Count the lines in the items below that contain the word "looks". Reply with the number only.

■ Information supplied
- - -

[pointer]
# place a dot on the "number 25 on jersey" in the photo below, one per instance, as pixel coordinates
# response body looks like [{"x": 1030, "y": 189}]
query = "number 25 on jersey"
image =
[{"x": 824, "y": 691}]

- - -

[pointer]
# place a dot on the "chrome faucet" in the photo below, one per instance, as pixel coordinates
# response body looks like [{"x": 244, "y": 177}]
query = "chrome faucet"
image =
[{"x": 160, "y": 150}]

- - -

■ Task solution
2